:: What is expected ::
Starting at the first line of the data below, retype every line up to and including the one containing "point(217, 100)".

|---|

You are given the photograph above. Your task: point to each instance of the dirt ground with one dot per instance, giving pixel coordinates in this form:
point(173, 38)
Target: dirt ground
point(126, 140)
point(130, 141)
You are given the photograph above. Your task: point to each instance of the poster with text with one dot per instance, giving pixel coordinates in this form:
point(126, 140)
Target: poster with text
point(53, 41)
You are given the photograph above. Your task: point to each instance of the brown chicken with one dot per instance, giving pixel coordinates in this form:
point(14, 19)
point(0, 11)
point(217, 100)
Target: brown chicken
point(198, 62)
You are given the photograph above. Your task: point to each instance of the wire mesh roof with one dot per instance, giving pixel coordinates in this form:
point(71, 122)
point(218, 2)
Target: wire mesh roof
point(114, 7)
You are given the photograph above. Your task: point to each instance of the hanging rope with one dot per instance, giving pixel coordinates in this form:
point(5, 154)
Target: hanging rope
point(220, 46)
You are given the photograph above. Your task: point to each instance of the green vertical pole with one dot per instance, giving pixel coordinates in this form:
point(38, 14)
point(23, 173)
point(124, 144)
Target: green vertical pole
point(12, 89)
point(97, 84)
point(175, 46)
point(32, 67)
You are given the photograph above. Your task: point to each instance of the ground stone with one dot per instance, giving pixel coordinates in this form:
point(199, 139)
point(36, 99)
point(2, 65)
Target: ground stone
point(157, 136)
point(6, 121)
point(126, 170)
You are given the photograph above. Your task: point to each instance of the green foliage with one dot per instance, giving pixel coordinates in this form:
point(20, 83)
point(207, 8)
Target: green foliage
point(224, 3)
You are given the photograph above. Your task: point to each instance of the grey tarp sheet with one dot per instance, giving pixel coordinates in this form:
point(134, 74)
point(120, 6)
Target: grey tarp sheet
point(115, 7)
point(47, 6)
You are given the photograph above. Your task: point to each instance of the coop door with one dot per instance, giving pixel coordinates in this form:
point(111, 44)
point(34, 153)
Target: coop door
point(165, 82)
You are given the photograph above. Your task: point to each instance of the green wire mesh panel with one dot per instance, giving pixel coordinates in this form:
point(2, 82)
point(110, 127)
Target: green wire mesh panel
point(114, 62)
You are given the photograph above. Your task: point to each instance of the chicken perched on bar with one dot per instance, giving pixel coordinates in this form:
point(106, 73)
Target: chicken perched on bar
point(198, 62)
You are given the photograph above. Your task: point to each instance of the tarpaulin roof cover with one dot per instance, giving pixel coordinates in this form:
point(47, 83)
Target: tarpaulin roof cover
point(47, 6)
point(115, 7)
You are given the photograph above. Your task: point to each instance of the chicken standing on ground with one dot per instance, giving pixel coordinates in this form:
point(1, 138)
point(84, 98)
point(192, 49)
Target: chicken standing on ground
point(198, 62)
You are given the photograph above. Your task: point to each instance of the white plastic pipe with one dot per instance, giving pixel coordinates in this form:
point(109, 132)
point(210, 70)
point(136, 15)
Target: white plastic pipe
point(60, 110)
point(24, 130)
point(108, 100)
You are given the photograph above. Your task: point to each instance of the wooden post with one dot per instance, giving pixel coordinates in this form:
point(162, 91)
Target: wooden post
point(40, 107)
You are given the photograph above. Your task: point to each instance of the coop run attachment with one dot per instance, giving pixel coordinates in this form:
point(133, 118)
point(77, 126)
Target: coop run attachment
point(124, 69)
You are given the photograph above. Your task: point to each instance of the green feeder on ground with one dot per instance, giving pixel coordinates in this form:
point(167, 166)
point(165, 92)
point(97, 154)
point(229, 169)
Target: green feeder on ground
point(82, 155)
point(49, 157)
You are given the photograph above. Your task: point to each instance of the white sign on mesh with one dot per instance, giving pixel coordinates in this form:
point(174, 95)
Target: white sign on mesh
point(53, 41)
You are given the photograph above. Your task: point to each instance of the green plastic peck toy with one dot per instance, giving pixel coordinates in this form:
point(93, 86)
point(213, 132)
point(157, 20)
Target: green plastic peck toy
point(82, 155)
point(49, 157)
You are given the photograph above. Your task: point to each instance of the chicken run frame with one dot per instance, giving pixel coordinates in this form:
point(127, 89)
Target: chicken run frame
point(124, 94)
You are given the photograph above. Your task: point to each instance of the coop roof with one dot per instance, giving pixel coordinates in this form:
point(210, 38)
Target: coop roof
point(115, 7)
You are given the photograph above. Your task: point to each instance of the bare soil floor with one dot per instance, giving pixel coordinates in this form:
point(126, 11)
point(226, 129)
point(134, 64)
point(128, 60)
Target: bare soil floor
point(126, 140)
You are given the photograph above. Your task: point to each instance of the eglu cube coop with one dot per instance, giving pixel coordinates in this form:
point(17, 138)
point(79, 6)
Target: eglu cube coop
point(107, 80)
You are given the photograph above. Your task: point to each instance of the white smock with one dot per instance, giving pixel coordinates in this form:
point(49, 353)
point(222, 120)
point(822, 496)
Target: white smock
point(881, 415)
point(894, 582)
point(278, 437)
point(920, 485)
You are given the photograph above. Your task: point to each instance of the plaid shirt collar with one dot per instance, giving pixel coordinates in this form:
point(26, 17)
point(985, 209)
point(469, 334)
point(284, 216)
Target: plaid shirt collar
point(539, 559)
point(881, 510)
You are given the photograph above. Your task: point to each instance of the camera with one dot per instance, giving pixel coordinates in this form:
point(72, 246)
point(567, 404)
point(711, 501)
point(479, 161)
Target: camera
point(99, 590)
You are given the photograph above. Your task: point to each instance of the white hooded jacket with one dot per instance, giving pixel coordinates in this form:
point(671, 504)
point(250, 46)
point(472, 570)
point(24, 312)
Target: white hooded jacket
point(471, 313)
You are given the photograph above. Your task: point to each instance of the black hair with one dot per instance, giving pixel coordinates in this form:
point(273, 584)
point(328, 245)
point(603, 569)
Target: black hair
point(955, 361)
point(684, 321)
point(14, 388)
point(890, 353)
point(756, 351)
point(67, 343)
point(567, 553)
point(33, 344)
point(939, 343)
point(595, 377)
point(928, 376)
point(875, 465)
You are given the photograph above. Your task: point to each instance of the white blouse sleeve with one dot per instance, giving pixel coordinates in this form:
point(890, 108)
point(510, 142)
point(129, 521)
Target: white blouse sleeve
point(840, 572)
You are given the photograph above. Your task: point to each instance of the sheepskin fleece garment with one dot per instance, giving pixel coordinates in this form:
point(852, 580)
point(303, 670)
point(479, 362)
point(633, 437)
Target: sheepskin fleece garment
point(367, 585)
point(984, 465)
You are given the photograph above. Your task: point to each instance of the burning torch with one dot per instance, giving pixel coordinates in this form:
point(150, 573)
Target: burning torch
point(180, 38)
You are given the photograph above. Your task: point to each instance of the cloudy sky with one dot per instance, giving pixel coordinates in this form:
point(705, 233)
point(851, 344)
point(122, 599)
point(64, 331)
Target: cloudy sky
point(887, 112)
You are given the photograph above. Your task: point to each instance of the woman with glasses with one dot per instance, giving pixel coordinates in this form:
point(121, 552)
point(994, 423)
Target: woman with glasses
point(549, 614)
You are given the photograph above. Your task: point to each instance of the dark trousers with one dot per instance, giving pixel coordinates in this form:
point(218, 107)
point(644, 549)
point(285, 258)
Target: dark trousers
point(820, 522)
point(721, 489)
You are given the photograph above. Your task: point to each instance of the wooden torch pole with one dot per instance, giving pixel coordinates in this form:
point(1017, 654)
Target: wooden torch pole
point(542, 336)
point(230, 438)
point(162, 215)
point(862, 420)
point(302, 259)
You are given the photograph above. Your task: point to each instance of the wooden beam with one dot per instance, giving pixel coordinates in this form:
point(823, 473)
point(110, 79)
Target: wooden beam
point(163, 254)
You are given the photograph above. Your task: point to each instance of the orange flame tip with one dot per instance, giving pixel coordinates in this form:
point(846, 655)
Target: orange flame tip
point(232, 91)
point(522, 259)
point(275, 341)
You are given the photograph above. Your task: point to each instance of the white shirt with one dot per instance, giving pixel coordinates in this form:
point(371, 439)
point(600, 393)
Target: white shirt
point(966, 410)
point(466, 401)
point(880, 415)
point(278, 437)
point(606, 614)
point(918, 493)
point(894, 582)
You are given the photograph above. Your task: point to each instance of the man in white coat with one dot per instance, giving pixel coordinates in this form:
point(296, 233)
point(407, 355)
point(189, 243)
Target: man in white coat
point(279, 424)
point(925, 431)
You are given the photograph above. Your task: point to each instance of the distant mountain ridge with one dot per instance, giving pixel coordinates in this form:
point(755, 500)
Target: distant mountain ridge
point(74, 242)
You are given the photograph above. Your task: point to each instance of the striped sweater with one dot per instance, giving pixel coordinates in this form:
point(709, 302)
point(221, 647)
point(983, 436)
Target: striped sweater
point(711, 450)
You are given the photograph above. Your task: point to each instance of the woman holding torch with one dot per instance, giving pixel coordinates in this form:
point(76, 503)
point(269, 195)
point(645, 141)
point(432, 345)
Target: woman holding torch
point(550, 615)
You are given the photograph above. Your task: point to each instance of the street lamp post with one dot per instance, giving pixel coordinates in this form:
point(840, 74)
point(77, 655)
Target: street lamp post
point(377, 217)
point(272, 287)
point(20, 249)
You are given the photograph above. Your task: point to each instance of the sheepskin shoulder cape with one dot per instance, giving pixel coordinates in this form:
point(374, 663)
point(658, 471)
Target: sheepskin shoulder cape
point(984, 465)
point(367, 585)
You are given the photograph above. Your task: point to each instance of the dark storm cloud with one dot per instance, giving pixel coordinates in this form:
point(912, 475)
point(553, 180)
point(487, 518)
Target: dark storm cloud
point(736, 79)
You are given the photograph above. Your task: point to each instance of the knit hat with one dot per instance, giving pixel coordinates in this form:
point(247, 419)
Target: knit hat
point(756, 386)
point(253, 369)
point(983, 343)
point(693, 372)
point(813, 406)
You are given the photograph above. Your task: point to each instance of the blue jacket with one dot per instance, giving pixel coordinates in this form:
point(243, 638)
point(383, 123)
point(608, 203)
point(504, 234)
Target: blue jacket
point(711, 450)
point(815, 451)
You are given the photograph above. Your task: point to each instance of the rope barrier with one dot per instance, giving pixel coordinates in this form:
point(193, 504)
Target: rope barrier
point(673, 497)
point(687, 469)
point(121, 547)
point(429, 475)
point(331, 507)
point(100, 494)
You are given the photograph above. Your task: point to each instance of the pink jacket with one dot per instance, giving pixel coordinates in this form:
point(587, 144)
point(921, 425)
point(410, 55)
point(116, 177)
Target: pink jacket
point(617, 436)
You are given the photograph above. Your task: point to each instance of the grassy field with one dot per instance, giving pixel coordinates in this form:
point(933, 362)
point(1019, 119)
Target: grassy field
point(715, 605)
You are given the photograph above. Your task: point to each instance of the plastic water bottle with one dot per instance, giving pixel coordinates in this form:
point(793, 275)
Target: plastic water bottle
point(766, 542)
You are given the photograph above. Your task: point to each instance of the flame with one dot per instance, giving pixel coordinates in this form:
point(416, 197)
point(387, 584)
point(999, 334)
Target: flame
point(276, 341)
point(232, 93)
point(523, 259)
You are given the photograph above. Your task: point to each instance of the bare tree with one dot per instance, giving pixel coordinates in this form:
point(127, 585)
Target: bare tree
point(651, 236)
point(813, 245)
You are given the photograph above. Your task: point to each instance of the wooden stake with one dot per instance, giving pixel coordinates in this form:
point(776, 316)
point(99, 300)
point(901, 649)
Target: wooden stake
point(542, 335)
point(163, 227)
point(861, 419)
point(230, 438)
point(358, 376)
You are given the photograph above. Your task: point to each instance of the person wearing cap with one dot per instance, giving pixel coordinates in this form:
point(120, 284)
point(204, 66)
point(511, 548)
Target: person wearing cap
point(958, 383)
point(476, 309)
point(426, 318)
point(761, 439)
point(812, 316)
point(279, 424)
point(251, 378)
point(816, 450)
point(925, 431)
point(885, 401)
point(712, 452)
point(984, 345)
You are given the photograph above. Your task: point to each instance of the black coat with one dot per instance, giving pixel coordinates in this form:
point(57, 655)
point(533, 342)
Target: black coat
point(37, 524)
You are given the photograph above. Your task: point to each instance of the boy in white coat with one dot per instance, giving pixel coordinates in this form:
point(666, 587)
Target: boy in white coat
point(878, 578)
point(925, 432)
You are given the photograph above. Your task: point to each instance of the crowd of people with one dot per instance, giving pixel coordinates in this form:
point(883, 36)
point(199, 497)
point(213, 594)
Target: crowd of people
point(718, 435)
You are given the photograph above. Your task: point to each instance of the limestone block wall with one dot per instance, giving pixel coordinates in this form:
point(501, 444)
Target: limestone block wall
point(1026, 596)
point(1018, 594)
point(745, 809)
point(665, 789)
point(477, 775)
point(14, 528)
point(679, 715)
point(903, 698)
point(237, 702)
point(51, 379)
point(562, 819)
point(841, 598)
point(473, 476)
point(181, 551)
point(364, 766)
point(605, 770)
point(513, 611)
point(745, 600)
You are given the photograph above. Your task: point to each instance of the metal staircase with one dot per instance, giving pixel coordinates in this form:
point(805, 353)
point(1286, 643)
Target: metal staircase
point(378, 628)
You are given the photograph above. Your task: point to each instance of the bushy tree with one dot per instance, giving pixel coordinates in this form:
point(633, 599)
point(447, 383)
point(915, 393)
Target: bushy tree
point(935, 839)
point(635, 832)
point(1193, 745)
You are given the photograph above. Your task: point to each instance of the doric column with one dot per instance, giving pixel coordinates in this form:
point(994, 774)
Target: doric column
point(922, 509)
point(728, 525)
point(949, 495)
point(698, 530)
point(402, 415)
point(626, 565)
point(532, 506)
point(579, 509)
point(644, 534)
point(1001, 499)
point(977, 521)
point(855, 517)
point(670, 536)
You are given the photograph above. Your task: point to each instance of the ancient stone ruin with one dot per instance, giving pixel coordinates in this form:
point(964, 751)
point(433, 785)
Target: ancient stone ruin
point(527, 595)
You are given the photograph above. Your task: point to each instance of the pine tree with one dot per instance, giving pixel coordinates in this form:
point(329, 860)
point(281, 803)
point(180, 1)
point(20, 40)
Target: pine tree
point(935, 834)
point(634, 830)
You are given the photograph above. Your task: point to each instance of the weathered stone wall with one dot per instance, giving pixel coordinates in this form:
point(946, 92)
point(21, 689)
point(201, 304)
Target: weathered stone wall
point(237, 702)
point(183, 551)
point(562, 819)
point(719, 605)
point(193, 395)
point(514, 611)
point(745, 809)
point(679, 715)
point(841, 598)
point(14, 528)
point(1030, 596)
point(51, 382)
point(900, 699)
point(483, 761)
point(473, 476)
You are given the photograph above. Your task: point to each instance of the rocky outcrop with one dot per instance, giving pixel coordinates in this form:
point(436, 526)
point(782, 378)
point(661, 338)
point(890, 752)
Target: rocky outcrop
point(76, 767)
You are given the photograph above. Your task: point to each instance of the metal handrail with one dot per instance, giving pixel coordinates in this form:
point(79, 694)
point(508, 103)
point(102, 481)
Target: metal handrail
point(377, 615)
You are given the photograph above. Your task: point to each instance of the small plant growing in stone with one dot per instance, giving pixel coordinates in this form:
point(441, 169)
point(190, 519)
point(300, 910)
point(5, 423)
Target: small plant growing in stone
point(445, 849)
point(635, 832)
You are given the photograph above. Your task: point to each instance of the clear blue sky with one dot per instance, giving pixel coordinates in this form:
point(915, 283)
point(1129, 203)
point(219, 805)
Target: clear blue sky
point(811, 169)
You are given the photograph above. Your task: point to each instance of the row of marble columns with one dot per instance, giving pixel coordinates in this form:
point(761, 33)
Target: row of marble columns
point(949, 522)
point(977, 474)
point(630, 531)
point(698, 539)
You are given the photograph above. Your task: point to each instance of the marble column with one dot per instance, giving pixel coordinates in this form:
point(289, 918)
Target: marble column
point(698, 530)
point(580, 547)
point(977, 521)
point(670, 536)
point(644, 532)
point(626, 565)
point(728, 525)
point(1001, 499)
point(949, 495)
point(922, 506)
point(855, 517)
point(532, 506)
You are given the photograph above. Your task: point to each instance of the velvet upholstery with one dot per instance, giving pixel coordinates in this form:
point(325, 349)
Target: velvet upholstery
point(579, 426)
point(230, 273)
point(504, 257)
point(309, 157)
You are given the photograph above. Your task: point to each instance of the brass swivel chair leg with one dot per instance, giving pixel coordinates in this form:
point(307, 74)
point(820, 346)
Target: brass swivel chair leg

|---|

:: Solution for this task ::
You are given the photograph above. Your task: point to each instance of the dirt ground with one dot per instance, giving pixel coordinates in this form:
point(173, 38)
Target: dirt ground
point(126, 140)
point(130, 141)
You are given the photograph above. Your task: point to each instance of the poster with text with one dot per instance, giving pixel coordinates in this form:
point(126, 140)
Target: poster with text
point(53, 41)
You are given the photograph above. Your task: point to each instance of the brown chicken with one dot per instance, giving pixel coordinates in this form:
point(14, 19)
point(0, 11)
point(217, 100)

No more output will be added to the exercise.